YOUR INSTRUCTIONS — Locate every line in the data that contains the string "pancake" and copy each one out, treating uppercase and lowercase letters as different.

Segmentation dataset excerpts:
· · · ·
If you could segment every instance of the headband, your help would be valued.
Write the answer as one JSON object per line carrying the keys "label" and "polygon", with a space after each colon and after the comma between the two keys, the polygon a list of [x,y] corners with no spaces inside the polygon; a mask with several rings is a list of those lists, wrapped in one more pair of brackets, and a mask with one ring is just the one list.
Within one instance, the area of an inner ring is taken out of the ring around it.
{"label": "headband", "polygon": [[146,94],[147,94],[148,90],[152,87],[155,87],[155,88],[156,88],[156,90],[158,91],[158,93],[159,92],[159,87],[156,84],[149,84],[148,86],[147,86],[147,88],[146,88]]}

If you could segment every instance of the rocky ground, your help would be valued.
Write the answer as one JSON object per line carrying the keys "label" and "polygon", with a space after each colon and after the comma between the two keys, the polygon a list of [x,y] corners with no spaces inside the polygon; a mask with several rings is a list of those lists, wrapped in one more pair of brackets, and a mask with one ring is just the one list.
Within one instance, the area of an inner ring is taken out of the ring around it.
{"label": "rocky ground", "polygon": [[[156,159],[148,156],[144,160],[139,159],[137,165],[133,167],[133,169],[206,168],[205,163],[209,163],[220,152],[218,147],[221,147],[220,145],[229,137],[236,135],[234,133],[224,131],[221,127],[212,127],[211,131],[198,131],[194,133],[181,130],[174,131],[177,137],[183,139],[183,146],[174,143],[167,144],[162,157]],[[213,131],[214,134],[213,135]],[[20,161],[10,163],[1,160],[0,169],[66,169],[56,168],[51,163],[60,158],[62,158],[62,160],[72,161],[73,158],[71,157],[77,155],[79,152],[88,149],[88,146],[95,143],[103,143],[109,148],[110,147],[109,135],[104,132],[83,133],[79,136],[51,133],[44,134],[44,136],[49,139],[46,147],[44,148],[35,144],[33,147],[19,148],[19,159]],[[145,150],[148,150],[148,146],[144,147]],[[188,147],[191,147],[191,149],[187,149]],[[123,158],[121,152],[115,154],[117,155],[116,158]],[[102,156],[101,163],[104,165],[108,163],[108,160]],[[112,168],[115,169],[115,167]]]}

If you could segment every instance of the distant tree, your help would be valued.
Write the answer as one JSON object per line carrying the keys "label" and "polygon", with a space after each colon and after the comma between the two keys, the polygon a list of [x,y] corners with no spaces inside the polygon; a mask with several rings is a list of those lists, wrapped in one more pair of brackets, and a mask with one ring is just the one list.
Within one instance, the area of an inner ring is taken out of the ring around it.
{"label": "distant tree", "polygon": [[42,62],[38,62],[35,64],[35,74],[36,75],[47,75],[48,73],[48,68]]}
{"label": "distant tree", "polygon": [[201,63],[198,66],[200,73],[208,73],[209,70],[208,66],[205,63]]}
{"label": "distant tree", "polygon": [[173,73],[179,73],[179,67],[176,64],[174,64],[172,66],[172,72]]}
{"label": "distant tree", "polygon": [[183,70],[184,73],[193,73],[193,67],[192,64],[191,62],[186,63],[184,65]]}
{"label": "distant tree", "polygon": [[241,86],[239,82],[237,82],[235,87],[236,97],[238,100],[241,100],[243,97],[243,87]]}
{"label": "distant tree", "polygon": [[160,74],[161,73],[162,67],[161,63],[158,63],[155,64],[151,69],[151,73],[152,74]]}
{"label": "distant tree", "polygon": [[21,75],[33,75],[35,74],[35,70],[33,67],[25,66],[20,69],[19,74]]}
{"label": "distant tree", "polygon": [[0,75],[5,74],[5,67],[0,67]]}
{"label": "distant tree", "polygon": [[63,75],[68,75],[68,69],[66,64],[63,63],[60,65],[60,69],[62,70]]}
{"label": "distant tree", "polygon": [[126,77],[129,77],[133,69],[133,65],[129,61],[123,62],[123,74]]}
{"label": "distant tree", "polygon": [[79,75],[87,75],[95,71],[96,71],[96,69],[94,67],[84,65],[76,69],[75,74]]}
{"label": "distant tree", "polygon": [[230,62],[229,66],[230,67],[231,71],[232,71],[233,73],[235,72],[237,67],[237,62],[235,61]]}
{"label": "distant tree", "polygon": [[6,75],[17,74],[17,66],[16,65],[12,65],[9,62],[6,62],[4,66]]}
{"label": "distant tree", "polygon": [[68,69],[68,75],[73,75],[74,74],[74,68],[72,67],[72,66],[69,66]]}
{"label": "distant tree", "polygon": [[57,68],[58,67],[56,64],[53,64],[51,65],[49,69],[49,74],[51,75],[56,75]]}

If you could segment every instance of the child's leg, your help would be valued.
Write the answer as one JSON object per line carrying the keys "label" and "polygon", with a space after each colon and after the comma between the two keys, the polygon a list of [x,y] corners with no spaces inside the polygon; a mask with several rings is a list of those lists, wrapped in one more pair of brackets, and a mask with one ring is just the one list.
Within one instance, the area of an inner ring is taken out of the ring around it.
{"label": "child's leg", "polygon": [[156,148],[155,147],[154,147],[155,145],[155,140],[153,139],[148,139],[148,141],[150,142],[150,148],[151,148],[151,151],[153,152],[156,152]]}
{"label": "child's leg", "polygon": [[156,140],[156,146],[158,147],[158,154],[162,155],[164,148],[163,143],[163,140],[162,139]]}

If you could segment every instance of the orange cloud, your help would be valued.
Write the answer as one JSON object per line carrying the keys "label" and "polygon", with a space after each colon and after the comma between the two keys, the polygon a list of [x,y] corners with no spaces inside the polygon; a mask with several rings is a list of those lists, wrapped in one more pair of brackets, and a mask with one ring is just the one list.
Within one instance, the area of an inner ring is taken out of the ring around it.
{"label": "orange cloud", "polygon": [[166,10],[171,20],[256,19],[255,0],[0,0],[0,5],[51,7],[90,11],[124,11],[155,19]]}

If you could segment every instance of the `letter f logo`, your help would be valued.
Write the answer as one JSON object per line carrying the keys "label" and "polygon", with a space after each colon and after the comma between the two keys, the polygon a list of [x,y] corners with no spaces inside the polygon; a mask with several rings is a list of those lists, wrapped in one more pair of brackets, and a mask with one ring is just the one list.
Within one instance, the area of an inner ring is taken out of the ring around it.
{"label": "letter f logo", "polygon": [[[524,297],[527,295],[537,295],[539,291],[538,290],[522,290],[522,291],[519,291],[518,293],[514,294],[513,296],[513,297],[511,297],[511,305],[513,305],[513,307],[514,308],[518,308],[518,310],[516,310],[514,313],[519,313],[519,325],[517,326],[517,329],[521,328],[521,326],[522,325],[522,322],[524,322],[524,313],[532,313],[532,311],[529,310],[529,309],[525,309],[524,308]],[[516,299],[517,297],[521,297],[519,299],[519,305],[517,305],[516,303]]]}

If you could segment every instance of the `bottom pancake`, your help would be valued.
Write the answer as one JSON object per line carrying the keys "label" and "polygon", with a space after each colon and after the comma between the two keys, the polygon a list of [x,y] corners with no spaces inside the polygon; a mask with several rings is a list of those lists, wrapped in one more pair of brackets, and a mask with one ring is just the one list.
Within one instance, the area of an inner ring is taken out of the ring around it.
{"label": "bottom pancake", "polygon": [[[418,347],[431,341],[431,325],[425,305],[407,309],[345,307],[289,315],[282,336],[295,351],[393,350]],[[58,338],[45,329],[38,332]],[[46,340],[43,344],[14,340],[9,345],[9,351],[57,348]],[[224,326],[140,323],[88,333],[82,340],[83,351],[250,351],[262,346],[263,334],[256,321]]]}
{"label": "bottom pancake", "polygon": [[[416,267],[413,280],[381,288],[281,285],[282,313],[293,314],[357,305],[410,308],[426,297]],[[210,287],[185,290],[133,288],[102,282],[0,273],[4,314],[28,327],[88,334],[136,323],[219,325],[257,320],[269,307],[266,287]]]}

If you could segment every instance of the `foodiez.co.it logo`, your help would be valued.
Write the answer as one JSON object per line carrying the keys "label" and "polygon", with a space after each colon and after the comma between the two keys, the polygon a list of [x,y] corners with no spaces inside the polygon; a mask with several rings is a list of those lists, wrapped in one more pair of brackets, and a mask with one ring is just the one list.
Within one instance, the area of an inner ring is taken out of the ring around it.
· · · ·
SOLUTION —
If you could segment every instance of the `bottom pancake`, your help would be valued.
{"label": "bottom pancake", "polygon": [[[418,347],[431,341],[431,325],[425,305],[407,309],[345,307],[289,315],[282,336],[295,351],[393,350]],[[58,338],[45,329],[38,332]],[[46,340],[43,344],[14,340],[9,345],[9,351],[57,348]],[[224,326],[140,323],[88,333],[82,340],[83,351],[250,351],[262,346],[263,334],[256,321]]]}
{"label": "bottom pancake", "polygon": [[[416,267],[413,280],[381,288],[281,285],[282,313],[293,314],[357,305],[410,308],[426,297]],[[210,287],[185,290],[133,288],[102,282],[0,273],[4,314],[28,327],[88,334],[136,323],[219,325],[257,320],[269,307],[266,287]]]}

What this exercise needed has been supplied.